Molecular typing based on MAC-related genes

MAC-related genes were included for molecular typing analysis of TCGA CRC samples by the NMF [30] method. The optimal number of clusters was determined by cophenetic correlation, dispersion, and silhouette.

Construction of a prognostic signature and survival analysis

The P < 0.05 was used as the threshold, and the univariate Cox regression analysis was used for detecting the critical genes related to molecular typing of CRC in the training set. In order to narrow the gene range and maximize the accuracy, the LASSO regression was used to identify prognostic genes using the glmnet package [31]. Multivariate Cox regression analysis was used to establish the prognostic RiskScore signature, and the RiskScore was calculated.

$$RiskScore={h_0\left(t\right)\text{exp}\sum }_{j=1}^{n}Coefj\times Xj$$

The area under the curve (AUC) of the receiver operating characteristic (ROC) curve was used for quantifying the prediction ability of the signature through the R package timeROC [32]. Kaplan–Meier survival curve was used to describe differences in survival time among patients with different RiskScores.

Functional enrichment analysis

The clusterProfiler [33] package was used for gene ontology (GO) analysis [34] and Kyoto encyclopedia of genes and genomes (KEGG) [35] enrichment analysis. The “h.all.v7.4.symbols.gmt” gene sets were downloaded from the MSigDB database [36] for gene set enrichment analysis (GSEA), and the gene set variation analysis (GSVA) package was used for identifying the hallmark gene set score.

Estimation of tumor-infiltrating immune cells and analysis of IC₅₀ values of common antitumor drugs

ImmuneScore, StromaScore, and ESTIMATEScore were analyzed using the estimate [37] package based on gene expression data. CIBERSORTx (https://cibersortx.stanford.edu/) [38] and ImmuneCellAI online tools (http://bioinfo.life.hust.edu.cn/ImmuCellAI#! /) [39] were used for predicting the degree of tumor-infiltrating immune cells in the tumor microenvironment of samples. The pRRophetic package [40] was used to predict the half-maximal inhibitory concentration (IC₅₀) values of antitumor drugs based on the sample gene expression data.

Construction of the nomogram

A nomogram was constructed to predict CRC patients' overall survival (OS) rates at one, three, and five years. We also built calibration curves to evaluate the difference between the OS rate predicted by the nomogram and the observed OS rate. We used decision curve analysis (DCA) to assess the clinical practicability of the nomogram.

Statistical analysis

R v. 4.1.2 was used for statistical analysis. Student’s t-test or Wilcoxon test was used to establish the difference between the two groups. Multiple groups were compared using one-way ANOVA or the Kruskal–Wallis test. The chi-square test was used for comparison of frequencies. P < 0.05 was considered to be statistically significant.

########

Extract the part of the methods text from "Molecular typing based" to "RiskScore was calculated.", copying it word for word.

### RECORD EXTRACTS

########

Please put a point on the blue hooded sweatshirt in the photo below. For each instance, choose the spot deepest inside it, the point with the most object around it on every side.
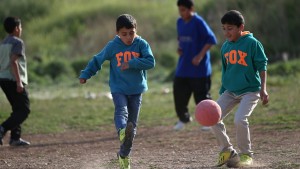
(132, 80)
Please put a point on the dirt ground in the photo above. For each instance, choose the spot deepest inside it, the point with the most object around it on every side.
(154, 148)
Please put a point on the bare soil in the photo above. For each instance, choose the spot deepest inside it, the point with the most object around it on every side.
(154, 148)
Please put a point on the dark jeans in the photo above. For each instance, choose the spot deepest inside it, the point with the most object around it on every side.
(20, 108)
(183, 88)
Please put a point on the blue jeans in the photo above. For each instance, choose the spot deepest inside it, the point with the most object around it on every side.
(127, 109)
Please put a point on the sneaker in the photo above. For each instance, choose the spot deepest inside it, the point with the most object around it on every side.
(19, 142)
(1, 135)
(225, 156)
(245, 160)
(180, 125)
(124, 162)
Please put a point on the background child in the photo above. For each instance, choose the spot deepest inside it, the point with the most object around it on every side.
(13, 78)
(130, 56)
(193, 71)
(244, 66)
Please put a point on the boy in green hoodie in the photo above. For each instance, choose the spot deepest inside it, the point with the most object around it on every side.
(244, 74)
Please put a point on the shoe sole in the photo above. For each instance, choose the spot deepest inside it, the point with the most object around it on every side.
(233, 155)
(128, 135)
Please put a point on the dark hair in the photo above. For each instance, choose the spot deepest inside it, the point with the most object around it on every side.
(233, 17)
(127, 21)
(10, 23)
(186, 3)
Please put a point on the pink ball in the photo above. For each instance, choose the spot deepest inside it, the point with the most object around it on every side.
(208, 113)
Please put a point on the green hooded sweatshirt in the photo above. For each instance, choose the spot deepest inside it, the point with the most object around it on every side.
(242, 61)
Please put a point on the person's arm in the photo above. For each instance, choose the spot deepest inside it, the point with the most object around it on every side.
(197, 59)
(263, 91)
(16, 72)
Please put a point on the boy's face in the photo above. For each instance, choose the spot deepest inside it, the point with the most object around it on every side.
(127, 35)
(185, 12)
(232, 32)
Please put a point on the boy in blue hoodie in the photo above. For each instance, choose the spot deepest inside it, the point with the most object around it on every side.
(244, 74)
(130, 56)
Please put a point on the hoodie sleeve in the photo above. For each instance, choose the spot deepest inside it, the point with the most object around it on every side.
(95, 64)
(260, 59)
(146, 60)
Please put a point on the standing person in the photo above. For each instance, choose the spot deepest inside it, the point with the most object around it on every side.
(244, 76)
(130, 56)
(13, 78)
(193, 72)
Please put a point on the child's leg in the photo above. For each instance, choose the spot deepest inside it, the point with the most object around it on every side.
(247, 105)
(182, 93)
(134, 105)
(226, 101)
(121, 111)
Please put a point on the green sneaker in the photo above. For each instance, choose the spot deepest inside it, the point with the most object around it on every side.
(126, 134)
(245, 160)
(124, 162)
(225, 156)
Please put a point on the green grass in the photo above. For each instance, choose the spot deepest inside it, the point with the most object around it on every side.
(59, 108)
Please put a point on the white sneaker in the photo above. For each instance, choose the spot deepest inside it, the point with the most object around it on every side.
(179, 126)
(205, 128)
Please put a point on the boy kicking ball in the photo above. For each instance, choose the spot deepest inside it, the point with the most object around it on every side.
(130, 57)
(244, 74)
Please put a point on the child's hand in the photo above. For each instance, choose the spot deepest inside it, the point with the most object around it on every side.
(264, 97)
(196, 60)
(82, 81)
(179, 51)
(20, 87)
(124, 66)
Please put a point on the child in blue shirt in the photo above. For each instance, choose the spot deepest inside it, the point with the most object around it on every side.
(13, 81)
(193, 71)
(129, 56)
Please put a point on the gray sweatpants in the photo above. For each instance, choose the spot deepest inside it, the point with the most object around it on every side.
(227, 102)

########

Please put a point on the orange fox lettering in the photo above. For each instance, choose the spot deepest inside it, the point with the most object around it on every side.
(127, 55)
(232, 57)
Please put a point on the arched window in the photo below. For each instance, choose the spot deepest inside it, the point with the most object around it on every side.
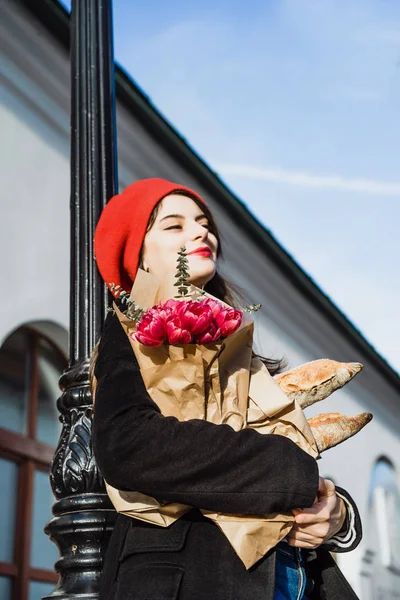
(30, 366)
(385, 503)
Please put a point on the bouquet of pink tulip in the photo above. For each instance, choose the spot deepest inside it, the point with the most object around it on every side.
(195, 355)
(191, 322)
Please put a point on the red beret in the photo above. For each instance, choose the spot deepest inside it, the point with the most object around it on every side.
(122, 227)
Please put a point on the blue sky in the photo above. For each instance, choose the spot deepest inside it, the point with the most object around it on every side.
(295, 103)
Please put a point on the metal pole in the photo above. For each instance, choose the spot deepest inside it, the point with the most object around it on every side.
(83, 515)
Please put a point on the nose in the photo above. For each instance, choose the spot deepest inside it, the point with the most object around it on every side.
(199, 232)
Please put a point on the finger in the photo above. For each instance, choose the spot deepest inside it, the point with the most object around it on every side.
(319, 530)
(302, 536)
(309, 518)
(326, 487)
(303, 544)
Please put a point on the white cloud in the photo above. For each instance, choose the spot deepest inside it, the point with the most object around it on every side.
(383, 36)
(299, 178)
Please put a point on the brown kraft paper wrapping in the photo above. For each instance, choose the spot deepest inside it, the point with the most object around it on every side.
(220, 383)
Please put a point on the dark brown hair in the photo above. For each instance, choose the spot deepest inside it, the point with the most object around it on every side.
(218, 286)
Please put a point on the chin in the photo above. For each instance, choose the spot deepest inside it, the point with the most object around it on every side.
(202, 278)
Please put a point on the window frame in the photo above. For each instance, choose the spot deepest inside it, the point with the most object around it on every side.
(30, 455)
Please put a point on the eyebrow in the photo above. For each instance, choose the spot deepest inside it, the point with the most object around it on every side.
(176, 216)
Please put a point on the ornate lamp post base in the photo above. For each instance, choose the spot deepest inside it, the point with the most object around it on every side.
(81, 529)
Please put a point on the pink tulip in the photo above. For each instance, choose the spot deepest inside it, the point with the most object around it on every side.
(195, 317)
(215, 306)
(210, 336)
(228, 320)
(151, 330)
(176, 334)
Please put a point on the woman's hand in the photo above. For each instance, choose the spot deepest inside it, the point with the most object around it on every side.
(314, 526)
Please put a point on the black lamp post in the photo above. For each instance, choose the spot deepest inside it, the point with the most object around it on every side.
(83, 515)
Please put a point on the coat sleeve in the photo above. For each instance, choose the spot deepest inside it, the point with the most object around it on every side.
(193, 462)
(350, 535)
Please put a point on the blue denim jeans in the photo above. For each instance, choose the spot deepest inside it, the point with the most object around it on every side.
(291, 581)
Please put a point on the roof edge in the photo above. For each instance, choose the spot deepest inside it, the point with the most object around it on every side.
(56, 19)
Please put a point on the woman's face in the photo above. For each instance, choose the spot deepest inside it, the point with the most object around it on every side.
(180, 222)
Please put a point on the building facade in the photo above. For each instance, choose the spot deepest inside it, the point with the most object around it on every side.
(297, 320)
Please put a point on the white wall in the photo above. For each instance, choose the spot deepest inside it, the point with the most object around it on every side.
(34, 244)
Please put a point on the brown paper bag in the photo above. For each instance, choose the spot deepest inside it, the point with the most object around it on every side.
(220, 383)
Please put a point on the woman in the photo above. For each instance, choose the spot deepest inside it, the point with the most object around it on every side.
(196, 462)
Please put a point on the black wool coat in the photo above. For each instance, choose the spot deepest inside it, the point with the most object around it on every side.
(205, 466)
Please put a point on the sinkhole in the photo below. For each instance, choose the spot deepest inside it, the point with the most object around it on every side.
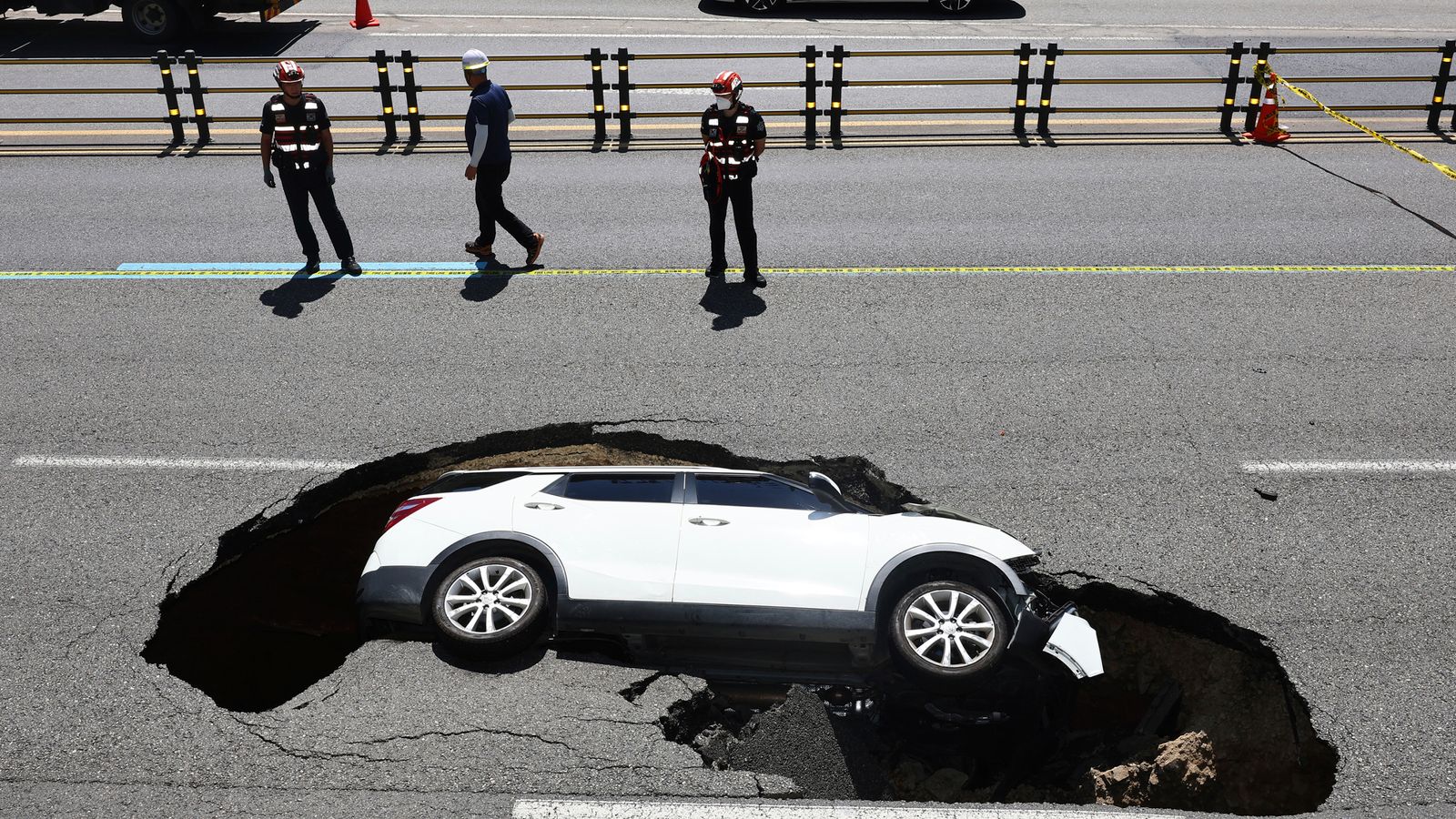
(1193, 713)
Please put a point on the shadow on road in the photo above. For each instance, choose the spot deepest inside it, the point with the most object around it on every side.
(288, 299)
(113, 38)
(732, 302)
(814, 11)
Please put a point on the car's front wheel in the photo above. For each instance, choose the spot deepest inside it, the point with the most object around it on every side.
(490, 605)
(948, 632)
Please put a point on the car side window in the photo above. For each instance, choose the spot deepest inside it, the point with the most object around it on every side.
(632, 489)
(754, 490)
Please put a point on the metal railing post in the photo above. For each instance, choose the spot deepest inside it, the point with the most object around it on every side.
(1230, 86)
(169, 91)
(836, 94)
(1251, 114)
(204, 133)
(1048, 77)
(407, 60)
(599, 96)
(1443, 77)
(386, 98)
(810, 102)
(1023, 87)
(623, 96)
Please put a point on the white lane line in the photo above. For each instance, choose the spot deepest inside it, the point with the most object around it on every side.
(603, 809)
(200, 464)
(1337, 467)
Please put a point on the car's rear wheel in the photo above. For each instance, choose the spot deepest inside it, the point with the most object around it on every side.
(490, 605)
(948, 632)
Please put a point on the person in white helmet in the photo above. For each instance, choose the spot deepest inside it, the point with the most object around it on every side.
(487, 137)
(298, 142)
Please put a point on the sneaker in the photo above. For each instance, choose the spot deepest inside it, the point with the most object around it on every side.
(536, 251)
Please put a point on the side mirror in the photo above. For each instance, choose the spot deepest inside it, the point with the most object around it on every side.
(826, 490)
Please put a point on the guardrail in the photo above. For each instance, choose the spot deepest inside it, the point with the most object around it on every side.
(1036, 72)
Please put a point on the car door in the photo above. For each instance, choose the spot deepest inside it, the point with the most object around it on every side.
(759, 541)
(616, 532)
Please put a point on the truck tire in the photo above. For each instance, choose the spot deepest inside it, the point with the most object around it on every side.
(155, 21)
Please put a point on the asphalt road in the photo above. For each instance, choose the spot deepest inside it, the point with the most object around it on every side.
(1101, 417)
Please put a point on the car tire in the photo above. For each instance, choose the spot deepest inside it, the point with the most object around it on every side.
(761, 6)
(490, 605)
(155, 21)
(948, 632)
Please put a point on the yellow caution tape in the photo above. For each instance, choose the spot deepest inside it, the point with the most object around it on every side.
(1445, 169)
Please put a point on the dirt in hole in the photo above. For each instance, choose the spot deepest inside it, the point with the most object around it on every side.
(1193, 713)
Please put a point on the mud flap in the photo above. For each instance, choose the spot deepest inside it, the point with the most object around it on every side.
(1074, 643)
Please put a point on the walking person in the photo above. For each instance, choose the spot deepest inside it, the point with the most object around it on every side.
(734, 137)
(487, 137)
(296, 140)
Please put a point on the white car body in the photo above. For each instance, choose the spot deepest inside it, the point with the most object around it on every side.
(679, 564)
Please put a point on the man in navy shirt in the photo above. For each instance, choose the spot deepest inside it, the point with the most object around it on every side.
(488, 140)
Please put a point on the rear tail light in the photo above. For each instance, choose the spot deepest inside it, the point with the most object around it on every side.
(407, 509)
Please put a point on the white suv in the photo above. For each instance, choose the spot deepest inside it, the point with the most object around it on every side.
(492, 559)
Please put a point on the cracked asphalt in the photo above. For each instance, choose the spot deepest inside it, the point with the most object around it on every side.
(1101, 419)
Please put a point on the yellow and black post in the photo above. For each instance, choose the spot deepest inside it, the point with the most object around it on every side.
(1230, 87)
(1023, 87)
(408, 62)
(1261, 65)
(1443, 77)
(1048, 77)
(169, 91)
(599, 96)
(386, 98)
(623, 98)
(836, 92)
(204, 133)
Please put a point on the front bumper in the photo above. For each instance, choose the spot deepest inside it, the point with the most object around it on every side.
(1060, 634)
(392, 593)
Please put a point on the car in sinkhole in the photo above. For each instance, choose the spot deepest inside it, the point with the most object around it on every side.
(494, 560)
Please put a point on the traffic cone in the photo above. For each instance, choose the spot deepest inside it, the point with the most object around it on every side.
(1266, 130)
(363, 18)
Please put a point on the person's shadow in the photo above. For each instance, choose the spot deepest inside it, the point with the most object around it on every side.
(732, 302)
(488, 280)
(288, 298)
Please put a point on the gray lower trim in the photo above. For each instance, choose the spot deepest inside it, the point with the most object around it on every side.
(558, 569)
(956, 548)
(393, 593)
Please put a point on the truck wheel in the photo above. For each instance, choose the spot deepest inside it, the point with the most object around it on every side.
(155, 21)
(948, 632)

########

### RESPONSE TO THIS EXERCISE
Molecular typing based on MAC-related genes

MAC-related genes were included for molecular typing analysis of TCGA CRC samples by the NMF [30] method. The optimal number of clusters was determined by cophenetic correlation, dispersion, and silhouette.

Construction of a prognostic signature and survival analysis

The P < 0.05 was used as the threshold, and the univariate Cox regression analysis was used for detecting the critical genes related to molecular typing of CRC in the training set. In order to narrow the gene range and maximize the accuracy, the LASSO regression was used to identify prognostic genes using the glmnet package [31]. Multivariate Cox regression analysis was used to establish the prognostic RiskScore signature, and the RiskScore was calculated.